**** KUTIPAN TEKS

Fakta ini sangat kontras dengan pernyataan para pejabat yang sering menjanjikan percepatan pembangunan, pemulihan ekonomi lokal, dan pemerataan akses dasar masyarakat. Sayangnya, dengan DAK Fisik nyaris beku, pembangunan tampak hanya retorika.


Dana Bagi Hasil Rata 40%: Realisasi Berbasis Skema, Bukan Kinerja


Dana Bagi Hasil (DBH) yang seharusnya fleksibel dan berbasis kontribusi daerah, justru menunjukkan pola yang aneh. Dari total Rp66,06 miliar, semua komponen DBH baik itu cukai hasil tembakau, PBB, royalti, hingga sumber daya alam lainnya terserap pas di angka 40 persen. Tidak lebih, tidak kurang.


Pola serapan yang identik ini menimbulkan dugaan bahwa pencairan DBH tidak berbasis kinerja atau kebutuhan, melainkan sekadar tahapan transfer administrasi. Pemerintah daerah tidak memiliki kontrol atau strategi untuk mendorong optimalisasi penerimaan, karena semuanya mengalir sesuai slot waktu.


Sebagai contoh, DBH dari PPh Pasal 21 yang mencapai pagu Rp36,66 miliar, hanya disalurkan Rp14,66 miliar, dan demikian pula untuk sektor lainnya. Tidak ada variasi yang menunjukkan bahwa satu sektor lebih cepat atau lebih lambat dalam pelaksanaan.


Hal ini menghilangkan semangat insentif yang seharusnya melekat pada DBH. Jika realisasi dilakukan secara flat, maka semangat daerah untuk memperbaiki pengelolaan potensi lokal, termasuk kehutanan dan pertambangan, menjadi tumpul. Pemerintah pusat dan daerah seperti hanya menjalankan rutinitas fiskal tanpa semangat reformasi kinerja.


Dana Alokasi Umum: Dominasi Belanja Rutin, Pelayanan Publik Sekadar Tambahan


Dana Alokasi Umum (DAU) merupakan komponen terbesar TKDD dengan alokasi Rp1,225 triliun, dan realisasi hingga Juli sebesar Rp713,19 miliar (58,19%). Sebagian besar dari DAU digunakan untuk belanja rutin seperti gaji ASN, tunjangan, serta operasional birokrasi.


Secara persentase, DAU tampak lebih baik dibanding pos lainnya, namun perlu dicermati bahwa mayoritas pengeluaran digunakan untuk sektor non-produktif. Contohnya, penggajian formasi PPPK dan pendanaan kelurahan terserap lebih cepat dibanding belanja bidang pendidikan atau kesehatan.

********
**** INFORMASI YANG DITAMPILKAN

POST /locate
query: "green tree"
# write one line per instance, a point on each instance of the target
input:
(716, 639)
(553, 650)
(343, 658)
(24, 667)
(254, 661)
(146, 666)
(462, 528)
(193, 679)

********
**** INFORMASI YANG DITAMPILKAN

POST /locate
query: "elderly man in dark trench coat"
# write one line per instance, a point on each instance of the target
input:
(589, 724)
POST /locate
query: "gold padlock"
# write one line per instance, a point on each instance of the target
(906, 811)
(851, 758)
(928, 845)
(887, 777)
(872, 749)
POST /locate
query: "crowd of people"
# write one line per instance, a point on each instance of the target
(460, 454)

********

• _TINDAKAN YANG DIPERLUKAN_
[1] Menurut kutipan teks, pada persentase berapa semua komponen Dana Bagi Hasil terserap?
[2] Cetak bagian kutipan teks yang dibuka dengan kata-kata berisi "Hal ini menghilangkan" dan ditutup dengan "semangat reformasi kinerja.".

• _KELUARAN YANG DIHARAPKAN_
[1] Semua komponen Dana Bagi Hasil terserap tepat 40 persen.

[2]
Hal ini menghilangkan semangat insentif yang seharusnya melekat pada DBH. Jika realisasi dilakukan secara flat, maka semangat daerah untuk memperbaiki pengelolaan potensi lokal, termasuk kehutanan dan pertambangan, menjadi tumpul. Pemerintah pusat dan daerah seperti hanya menjalankan rutinitas fiskal tanpa semangat reformasi kinerja.